#### [Document segment]

☆ ☆ ☆

January 4th, 2010 | 10:21 am
Steve Perhaps I misunderstood or misread your argument.
The fault is entirely mine for the term “pagan” is broad and I intended it in a more narrow sense. Essentially, I’m using it to refer to the types of cultural values of societies and thinkers that Fred Kaplan refers to in Warrior Politics: Why Leadership Demands a Pagan Ethos: the ancient Greeks and Romans, the Asian warrior-cultures such a those that produced thinkers like Sun Tzu, the secular Europeans such as Machiavelli. The virtues of these types of pagans are the ones that Kaplan, et al., want to replace Judeo–Christian morality.
(Thanks for pointing this out, I added a note to my post to clarify this.)
During interrogation, what then isn’t torture? Extreme temperatures, sleep deprivation, loud music, sensory deprivation, extended periods (hours, if not days) of constant questioning, etc.?
All of those examples are forms of torture that are punishable under the Geneva Convention.
You’re probably familiar–more familiar than me, judging from your military experience–with some of the techniques used on military personnel during SERE school training.

☆ ☆ ☆

#### [Data rows]
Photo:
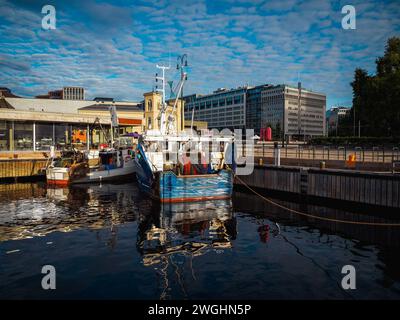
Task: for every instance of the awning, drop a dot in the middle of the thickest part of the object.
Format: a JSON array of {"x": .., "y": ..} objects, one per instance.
[{"x": 133, "y": 122}]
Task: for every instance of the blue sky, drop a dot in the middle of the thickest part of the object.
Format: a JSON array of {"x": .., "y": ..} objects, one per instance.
[{"x": 111, "y": 48}]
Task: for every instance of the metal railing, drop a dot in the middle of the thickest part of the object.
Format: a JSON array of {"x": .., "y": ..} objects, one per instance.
[{"x": 377, "y": 154}]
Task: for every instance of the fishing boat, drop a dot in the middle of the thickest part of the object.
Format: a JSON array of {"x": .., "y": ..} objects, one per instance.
[
  {"x": 182, "y": 166},
  {"x": 69, "y": 166},
  {"x": 111, "y": 164}
]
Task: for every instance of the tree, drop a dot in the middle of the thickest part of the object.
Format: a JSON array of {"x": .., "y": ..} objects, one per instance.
[{"x": 376, "y": 98}]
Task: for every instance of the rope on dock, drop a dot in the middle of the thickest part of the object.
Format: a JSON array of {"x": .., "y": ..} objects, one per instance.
[{"x": 365, "y": 223}]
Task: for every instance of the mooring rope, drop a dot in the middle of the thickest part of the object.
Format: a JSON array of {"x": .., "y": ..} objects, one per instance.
[{"x": 379, "y": 224}]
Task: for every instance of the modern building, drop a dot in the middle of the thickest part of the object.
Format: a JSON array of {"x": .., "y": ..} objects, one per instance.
[
  {"x": 32, "y": 124},
  {"x": 297, "y": 112},
  {"x": 36, "y": 124},
  {"x": 221, "y": 109},
  {"x": 333, "y": 117},
  {"x": 6, "y": 93},
  {"x": 262, "y": 106},
  {"x": 66, "y": 93}
]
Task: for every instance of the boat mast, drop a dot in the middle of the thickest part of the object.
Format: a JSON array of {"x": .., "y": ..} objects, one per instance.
[{"x": 163, "y": 104}]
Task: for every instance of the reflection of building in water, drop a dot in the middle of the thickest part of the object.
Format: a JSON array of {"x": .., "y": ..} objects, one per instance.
[
  {"x": 186, "y": 228},
  {"x": 32, "y": 210}
]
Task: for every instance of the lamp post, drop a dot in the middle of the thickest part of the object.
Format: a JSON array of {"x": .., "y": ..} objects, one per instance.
[{"x": 180, "y": 65}]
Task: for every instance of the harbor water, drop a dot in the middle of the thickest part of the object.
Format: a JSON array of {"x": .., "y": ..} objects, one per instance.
[{"x": 112, "y": 242}]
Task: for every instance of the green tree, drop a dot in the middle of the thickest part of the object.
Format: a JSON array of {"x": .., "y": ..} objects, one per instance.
[{"x": 376, "y": 98}]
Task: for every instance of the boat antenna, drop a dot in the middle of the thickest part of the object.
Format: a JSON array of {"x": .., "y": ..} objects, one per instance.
[
  {"x": 163, "y": 104},
  {"x": 181, "y": 64}
]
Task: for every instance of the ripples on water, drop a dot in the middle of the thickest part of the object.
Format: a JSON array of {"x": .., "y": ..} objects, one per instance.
[{"x": 110, "y": 241}]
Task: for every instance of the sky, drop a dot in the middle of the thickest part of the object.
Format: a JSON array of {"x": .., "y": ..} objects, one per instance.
[{"x": 111, "y": 48}]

☆ ☆ ☆

#### [Aim of the exercise]
In the blog comment on the pagan ethos:
1. What did the writer add to their post to clarify the term "pagan"?
2. Under which convention does the comment say the listed interrogation methods are punishable?
3. What training does the comment name in connection with techniques used on military personnel?
You won't need the data for anything asked here.

#### [Output below]
1. A note.
2. The Geneva Convention.
3. SERE school training.